> SELECTED EXCERPT:
— start —

# Favorite sauce recipes?



## tomrip (Nov 30, 2014)

Hey guys i'm looking for some new sauces to try. What is your favorite recipes? I am looking for thick Memphis style sauce. Sweet, and a spicy one.


----------



## mike w (Nov 30, 2014)

I don't know how close to Memphis style this would be but here goes.
1 cup ketchup 
1/4 cup tomato paste
1/4 cup Apple cider vinegar
1/4 cup yellow mustard
2 Tbsp Worcester sauce
1 tsp garlic powder
1 tsp cracked black pepper
1 tsp paprika
1 tbsp honey
1/2 tsp kosher salt
1 tbsp dark brown sugar
1/2 tsp red chili flakes.
2 Tbsp unsalted butter.

In a smoker safe sauce dish combine all ingredients over low heat and stir until combined. Then toss it on the smoker to reduce alongside your meat until you get the desired consistency stirring occasionally.

Taste and adjust seasoning accordingly. If it thickens too much, thin with water or Apple juice.


----------



## tommy2thumbs (Dec 9, 2014)

When I was 12 I went to summer camp and met a girl whose father worked at a ketchup factory. She told me some stories (which I will not repeat), and I have never eaten ketchup since.


----------



## tumbleweed1 (May 19, 2015)

I can't believe this thread is this old with this little activity, but I want to share a real winner.

I LOVE making my own BBQ sauces & have made quite a few over the years. For pulled pork, I prefer a thin, vinegar-based Lexington Dip, but the wife & I also have our favorite "all purpose" BBQ sauce which we refer to as Zip Sauce. With no cayenne in it, you can adjust the heat via the chili powder, but if you make it like this, it's about perfect. Not very spicy, with a hint of "zip"!

— end —

> SET PROBLEM 1:
Name every user who posted in the sauce recipe thread.
The entries after this point have no connection to the thread.

> THE RECORDS:
— start —

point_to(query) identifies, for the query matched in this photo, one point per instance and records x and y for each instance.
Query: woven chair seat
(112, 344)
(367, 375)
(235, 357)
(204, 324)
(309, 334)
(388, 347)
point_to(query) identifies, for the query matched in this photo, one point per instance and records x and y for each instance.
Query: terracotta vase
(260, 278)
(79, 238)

— end —

> SET PROBLEM 2:
Lay out each line of the entries above as a numbered list, leaving out any blank lines.

> EXERCISE SOLUTION 1:
- tomrip
- mike w
- tommy2thumbs
- tumbleweed1

> EXERCISE SOLUTION 2:
1. point_to(query) identifies, for the query matched in this photo, one point per instance and records x and y for each instance.
2. Query: woven chair seat
3. (112, 344)
4. (367, 375)
5. (235, 357)
6. (204, 324)
7. (309, 334)
8. (388, 347)
9. point_to(query) identifies, for the query matched in this photo, one point per instance and records x and y for each instance.
10. Query: terracotta vase
11. (260, 278)
12. (79, 238)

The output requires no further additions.